───── Ausgangstext ─────

Indische Asketen, die sich im Sinne Webers als "religiöse Virtuosen"[5] beschreiben lassen, erlangen durch die Beherrschung ihres Geistes und Körpers schon während des Lebens eine übermenschliche Akrobatik der psychologischen und mentalen Kräfte. Mit den Worten J. G. Frazers gesprochen, sind sie graduell zu "Fleisch gewordene menschliche Götter" oder "Gottmenschen"[6] und können deshalb Fähigkeiten außergewöhnlicher (übermenschlicher) Art entwickeln.

Indische Asketen werden in der Literatur auch als "sozial Tote" oder "lebendige Phantome"[7] betrachtet. In den Augen der Gläubigen haben sie schon während des physischen Lebens die höchste Stufe der religiösen Erlösung von den Wiedergeburten – moksha – erreicht. Im wissenschaftlichen Jargon seit der Analyse L. Dumonts[8] wird ein indischer Asket als "Individuum außerhalb der Welt" (individu hors le monde) im Gegensatz zum Menschen "in der Welt" – also dem Menschen des Kastenwesens[9] verstanden. Asketen verlassen demnach die Welt der Kaste, indem sie der gesellschaftlichen Institution der Heirat entsagen. Die indische Weltentsagung in der Figur des Weltentsagers (samnyasin) operiert einerseits als Opposition zum Kastensystem, andererseits stellt die Weltentsagung das höchste Ideal der Erlösung (moksha) dar und begründet somit auch die Legitimität der sozio-religiöse Ordnung des Kastensystems. Hier sehen wir die Paradoxie der indischen Askese: es ist die Kritik und gleichzeitige Konfirmation gesellschaftlicher und religiöser Werte!!!

Ašrama - das Modell der vier Lebensstufen

Die Paradoxie der indischen Askese im gesamtgesellschaftlichen Kontext des hierarchischen Kastensystems des Hinduismus ist im klassischen Modell der vier Lebensstufen (ašrama) der brahmanischen Rechtsliteratur eingebettet. Hier wird Askese als Ziel des reifen Lebens und schließlich als Altersziel entwickelt. Die Lebensphasen gelten hierbei im strikten Sinne nur für die Kategorie der Brahmanen[10].

─────

== Aufgabenstellung ==
(a) Suchen Sie in den Datensätzen jede Zeile heraus, in der die Zeichenfolge „blue“ vorkommt, und geben Sie diese Zeilen unverändert wieder.
(b) Führen Sie den Text über die indische Askese im Anschluss an seinen letzten Satz weiter.

───── Datensätze ─────

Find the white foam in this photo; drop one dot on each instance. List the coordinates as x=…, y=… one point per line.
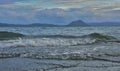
x=36, y=42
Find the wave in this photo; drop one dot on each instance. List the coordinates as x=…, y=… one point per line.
x=9, y=35
x=63, y=56
x=56, y=40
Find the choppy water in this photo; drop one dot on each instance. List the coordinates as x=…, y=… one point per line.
x=61, y=43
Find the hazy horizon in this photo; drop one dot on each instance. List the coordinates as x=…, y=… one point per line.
x=58, y=12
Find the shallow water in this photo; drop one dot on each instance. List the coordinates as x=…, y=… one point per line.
x=61, y=49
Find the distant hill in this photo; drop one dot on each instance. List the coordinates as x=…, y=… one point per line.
x=28, y=25
x=105, y=24
x=77, y=23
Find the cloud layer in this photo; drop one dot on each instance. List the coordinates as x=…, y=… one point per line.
x=58, y=11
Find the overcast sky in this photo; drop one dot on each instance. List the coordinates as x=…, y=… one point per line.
x=58, y=11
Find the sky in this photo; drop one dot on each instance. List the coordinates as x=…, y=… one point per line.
x=58, y=11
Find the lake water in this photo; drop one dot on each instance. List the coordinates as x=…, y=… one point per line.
x=60, y=49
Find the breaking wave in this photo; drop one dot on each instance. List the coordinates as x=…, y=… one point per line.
x=53, y=40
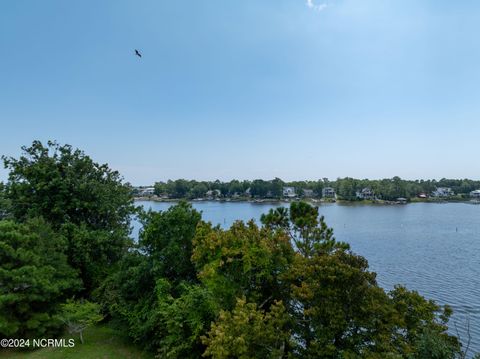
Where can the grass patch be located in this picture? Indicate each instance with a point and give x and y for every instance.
(101, 342)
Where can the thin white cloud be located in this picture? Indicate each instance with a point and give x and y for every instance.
(317, 7)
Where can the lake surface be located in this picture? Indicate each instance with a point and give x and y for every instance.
(429, 247)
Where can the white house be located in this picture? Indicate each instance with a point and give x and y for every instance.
(443, 192)
(308, 193)
(475, 194)
(289, 192)
(366, 193)
(146, 192)
(328, 192)
(213, 193)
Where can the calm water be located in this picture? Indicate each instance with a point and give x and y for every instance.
(432, 248)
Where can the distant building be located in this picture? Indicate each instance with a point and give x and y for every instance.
(442, 192)
(213, 193)
(289, 192)
(328, 192)
(308, 193)
(475, 194)
(146, 192)
(366, 193)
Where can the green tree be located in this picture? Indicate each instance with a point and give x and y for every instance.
(167, 237)
(35, 278)
(4, 203)
(79, 315)
(248, 332)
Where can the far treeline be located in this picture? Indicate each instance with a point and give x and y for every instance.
(285, 288)
(346, 189)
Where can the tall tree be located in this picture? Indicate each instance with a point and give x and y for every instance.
(85, 201)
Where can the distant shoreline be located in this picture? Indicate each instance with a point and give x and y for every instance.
(309, 200)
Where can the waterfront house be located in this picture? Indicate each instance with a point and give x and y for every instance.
(146, 192)
(475, 194)
(308, 193)
(443, 192)
(366, 194)
(328, 192)
(289, 192)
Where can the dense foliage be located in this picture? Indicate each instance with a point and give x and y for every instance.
(187, 289)
(84, 201)
(35, 279)
(285, 289)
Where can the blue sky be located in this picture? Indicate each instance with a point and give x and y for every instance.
(246, 89)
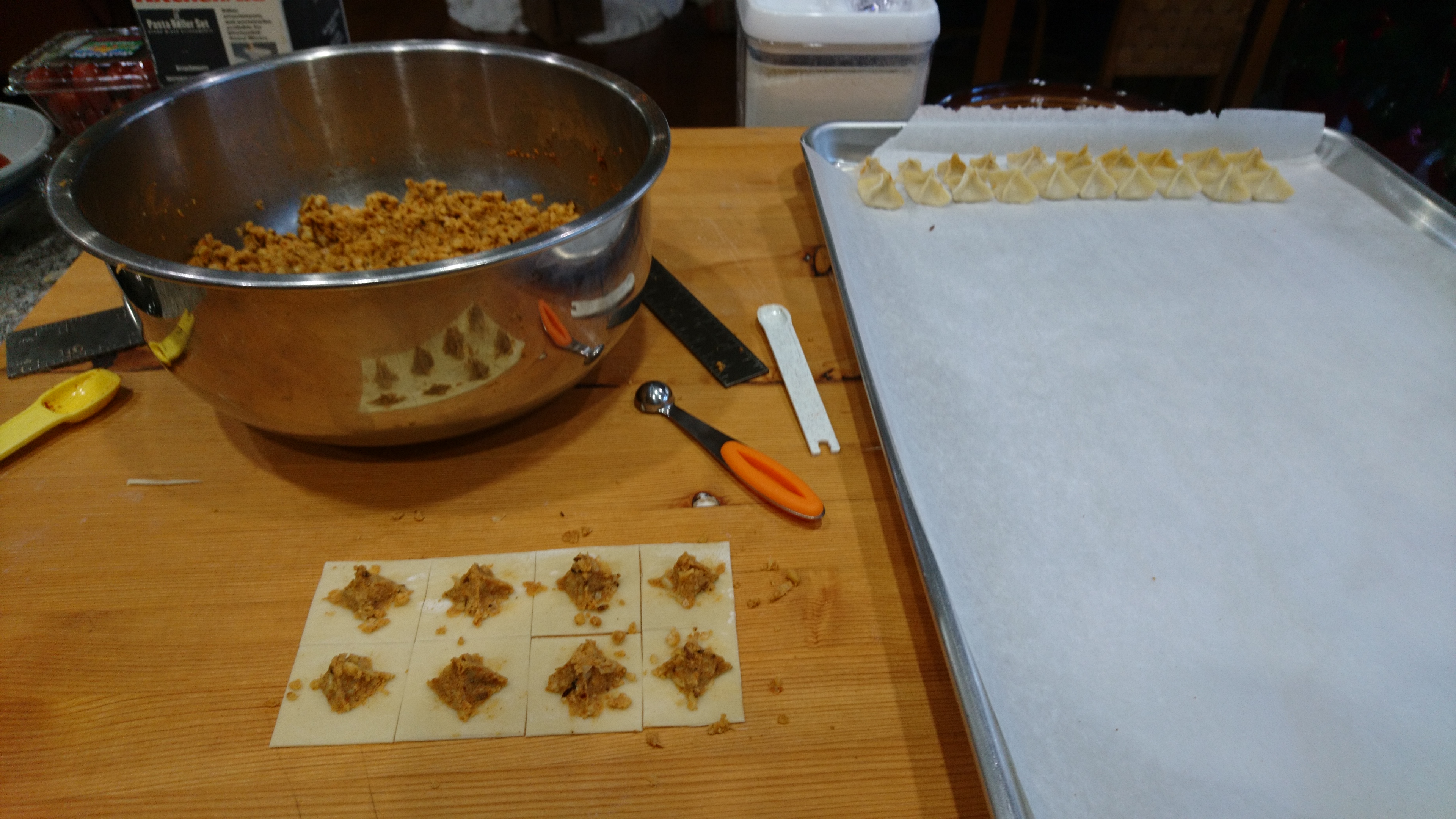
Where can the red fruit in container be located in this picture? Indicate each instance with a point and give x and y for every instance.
(82, 76)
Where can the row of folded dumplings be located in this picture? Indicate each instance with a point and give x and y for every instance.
(1030, 174)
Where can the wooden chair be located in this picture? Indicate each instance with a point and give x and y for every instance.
(1192, 38)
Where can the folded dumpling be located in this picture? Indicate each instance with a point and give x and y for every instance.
(1074, 158)
(1161, 167)
(1199, 158)
(973, 188)
(1119, 164)
(1040, 176)
(871, 167)
(1100, 184)
(922, 186)
(1184, 184)
(1213, 169)
(1161, 159)
(1023, 159)
(1228, 188)
(998, 178)
(1081, 173)
(879, 188)
(1018, 190)
(1272, 187)
(985, 164)
(951, 171)
(1139, 186)
(1061, 186)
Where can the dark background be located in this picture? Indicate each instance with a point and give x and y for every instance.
(1379, 69)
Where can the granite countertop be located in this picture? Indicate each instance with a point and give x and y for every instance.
(34, 253)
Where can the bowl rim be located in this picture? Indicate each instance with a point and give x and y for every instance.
(24, 167)
(72, 162)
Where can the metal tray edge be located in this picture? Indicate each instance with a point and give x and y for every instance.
(993, 760)
(1345, 155)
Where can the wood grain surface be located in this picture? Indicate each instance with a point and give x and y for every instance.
(146, 633)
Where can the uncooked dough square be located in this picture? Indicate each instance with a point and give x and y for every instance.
(309, 720)
(337, 624)
(711, 610)
(546, 715)
(516, 611)
(664, 706)
(555, 614)
(424, 716)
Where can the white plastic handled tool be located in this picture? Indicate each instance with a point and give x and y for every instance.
(778, 326)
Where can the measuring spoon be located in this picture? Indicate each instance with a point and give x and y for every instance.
(762, 474)
(67, 403)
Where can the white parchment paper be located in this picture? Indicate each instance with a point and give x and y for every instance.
(1190, 474)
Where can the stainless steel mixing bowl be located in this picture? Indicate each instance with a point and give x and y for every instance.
(386, 356)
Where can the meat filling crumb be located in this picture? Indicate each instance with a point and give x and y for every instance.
(688, 579)
(692, 670)
(478, 594)
(369, 596)
(350, 681)
(466, 684)
(587, 679)
(590, 584)
(430, 223)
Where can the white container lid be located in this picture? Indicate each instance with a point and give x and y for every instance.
(836, 22)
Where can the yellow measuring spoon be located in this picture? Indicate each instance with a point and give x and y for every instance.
(67, 403)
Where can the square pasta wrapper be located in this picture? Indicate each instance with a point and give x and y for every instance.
(309, 720)
(711, 610)
(664, 706)
(555, 614)
(337, 624)
(516, 611)
(546, 713)
(424, 716)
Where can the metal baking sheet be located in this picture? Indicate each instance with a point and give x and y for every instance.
(846, 143)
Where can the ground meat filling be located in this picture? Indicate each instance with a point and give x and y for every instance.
(350, 681)
(688, 579)
(478, 594)
(369, 596)
(692, 670)
(430, 223)
(587, 679)
(590, 584)
(466, 684)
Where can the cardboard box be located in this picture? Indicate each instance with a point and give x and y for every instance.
(191, 37)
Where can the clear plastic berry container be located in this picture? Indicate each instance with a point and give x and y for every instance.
(79, 76)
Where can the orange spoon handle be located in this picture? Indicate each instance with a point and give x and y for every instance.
(771, 480)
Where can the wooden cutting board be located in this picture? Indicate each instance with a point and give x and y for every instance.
(147, 632)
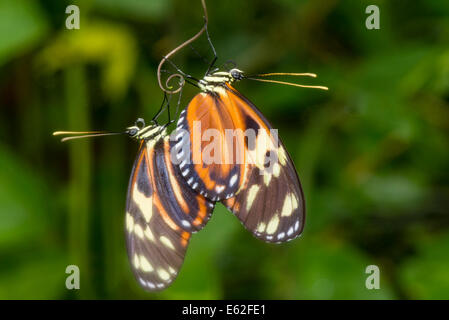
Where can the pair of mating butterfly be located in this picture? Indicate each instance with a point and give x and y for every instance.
(171, 197)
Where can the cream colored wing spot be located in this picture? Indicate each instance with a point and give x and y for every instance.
(129, 222)
(149, 234)
(166, 241)
(136, 261)
(276, 169)
(145, 266)
(290, 204)
(172, 271)
(282, 155)
(163, 274)
(252, 193)
(267, 178)
(273, 224)
(144, 203)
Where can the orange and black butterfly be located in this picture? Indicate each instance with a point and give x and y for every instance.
(254, 176)
(162, 211)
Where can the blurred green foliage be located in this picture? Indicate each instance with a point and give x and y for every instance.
(372, 153)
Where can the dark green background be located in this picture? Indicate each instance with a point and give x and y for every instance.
(372, 152)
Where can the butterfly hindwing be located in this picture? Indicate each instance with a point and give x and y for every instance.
(208, 161)
(271, 202)
(161, 213)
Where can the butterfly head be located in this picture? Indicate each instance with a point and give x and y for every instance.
(140, 131)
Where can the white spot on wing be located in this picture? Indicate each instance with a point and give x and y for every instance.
(233, 180)
(144, 203)
(273, 224)
(145, 266)
(163, 274)
(252, 193)
(166, 241)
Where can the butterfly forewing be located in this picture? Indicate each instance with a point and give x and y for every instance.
(263, 189)
(271, 202)
(161, 213)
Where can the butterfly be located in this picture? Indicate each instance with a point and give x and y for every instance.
(248, 170)
(162, 211)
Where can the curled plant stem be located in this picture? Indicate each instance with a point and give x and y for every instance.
(166, 89)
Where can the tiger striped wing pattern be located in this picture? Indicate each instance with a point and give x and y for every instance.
(268, 200)
(162, 212)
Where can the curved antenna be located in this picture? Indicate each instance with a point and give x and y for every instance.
(295, 74)
(167, 89)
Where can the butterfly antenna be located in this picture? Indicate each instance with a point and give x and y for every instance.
(72, 135)
(312, 75)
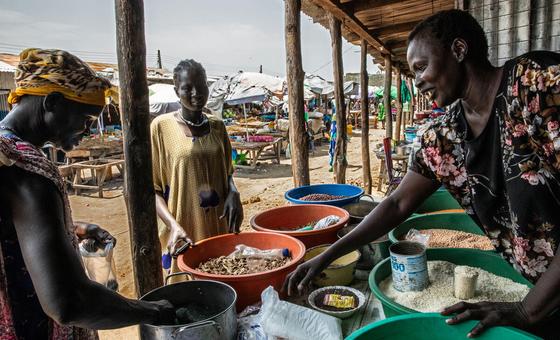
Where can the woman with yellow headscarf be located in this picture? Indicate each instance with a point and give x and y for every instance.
(44, 291)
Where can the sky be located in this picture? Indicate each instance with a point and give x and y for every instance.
(224, 35)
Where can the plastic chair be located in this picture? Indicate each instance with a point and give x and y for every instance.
(394, 177)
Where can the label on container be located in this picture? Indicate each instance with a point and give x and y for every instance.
(410, 272)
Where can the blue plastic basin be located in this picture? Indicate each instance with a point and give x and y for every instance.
(352, 192)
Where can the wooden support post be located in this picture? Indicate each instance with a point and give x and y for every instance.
(340, 161)
(299, 143)
(413, 103)
(387, 97)
(399, 106)
(140, 200)
(366, 164)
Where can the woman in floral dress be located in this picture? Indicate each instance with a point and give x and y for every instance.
(497, 151)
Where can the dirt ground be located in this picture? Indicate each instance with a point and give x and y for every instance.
(260, 189)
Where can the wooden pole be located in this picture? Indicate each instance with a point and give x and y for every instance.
(299, 143)
(399, 106)
(366, 164)
(413, 103)
(340, 161)
(140, 200)
(387, 97)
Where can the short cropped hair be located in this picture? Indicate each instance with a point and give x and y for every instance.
(186, 65)
(448, 25)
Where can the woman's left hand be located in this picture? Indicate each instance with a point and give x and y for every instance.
(233, 210)
(93, 231)
(490, 314)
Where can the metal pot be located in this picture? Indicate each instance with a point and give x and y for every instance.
(216, 297)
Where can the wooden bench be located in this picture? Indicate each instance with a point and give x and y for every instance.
(100, 172)
(255, 150)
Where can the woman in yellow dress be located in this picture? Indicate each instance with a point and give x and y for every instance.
(196, 197)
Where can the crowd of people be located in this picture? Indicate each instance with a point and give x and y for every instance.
(498, 154)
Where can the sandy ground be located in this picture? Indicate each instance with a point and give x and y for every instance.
(260, 189)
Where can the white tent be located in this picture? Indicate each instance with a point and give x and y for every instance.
(163, 99)
(243, 88)
(318, 85)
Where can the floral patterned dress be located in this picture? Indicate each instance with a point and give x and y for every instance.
(508, 177)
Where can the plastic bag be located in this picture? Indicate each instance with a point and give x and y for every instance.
(99, 263)
(242, 251)
(287, 320)
(326, 222)
(248, 325)
(416, 236)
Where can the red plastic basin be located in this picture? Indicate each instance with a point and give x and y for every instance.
(250, 286)
(292, 216)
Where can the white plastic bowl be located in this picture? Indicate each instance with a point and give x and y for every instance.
(339, 314)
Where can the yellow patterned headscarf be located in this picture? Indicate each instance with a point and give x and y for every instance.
(41, 72)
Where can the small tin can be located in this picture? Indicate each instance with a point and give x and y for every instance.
(409, 266)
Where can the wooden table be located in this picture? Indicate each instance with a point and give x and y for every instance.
(382, 176)
(255, 150)
(89, 153)
(371, 312)
(100, 169)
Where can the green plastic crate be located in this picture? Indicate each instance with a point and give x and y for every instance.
(453, 221)
(439, 200)
(488, 261)
(431, 326)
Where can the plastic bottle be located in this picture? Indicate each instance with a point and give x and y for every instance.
(243, 251)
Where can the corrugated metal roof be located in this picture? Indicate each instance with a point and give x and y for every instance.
(4, 67)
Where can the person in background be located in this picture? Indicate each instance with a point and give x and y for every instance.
(381, 113)
(196, 197)
(44, 290)
(497, 151)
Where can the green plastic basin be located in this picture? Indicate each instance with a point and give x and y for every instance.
(431, 326)
(453, 221)
(439, 200)
(488, 261)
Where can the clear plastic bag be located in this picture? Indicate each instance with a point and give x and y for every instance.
(415, 235)
(99, 263)
(248, 324)
(326, 222)
(287, 320)
(242, 251)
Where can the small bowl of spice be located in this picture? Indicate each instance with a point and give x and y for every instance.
(339, 301)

─────

== Lösungen ==
(a)
Where can the blue sky be located in this picture? Indicate each instance with a point and give x and y for every instance.
Where can the blue plastic basin be located in this picture? Indicate each instance with a point and give x and y for every instance.

(b)
Die erste Stufe eines Brahmanen ist, Schüler – brahmacarin – zu sein und die heiligen Schriften einzuüben. Mit der Heirat beginnt die zweite Lebensstufe des Daseins als Haushälter – grhastha – in der ein Brahmane als Priester und als Hausvater fungiert. Erst im fortgeschrittenen Alter beginnt die Lebensstufe des Weltverzichts, der Askese. Erblickt ein Familienvater die eigenen grauen Haare und die Söhne der eigenen Söhne, so die Schriften, dann ist die Zeit gekommen, die Familie zum höheren Heilszweck zu verlassen. Ein Leben als Waldeinsiedler – vanaprastha – kann beginnen[11]. Die schwierigste und letzte Phase besteht schließlich in den Bettelwanderungen des greisen Asketen – samnyasin – der auf die endgültige Erlösung von den Wiedergeburten. Das Modell der vier Lebensstufen stellt dabei einen idealen Lebensablauf dar, in dem alle Lebensphasen von gleich großer Wichtigkeit sind und nur aus der vorgegebenen Chronologie heraus in das höchste Ideal der Wander- und Bettelaskese kulminieren können.

Die klassische Idee der indischen Askese ist im brahmanischen Lebensmodell eingebettet, d.h. sie ist 1) traditionell nur den Brahmanen vorbehalten und 2) nur im Alter zugänglich. Dass mit dem Ideal der Weltablehnung im späten Alter ein mögliches revolutionäres – da individualistisches und jugendliches – Potenzial auf ein (womöglich schon geschwächtes) Lebensende abgefangen wird, ist offensichtlich (dies hat insbesondere U. Schneider[12] betont).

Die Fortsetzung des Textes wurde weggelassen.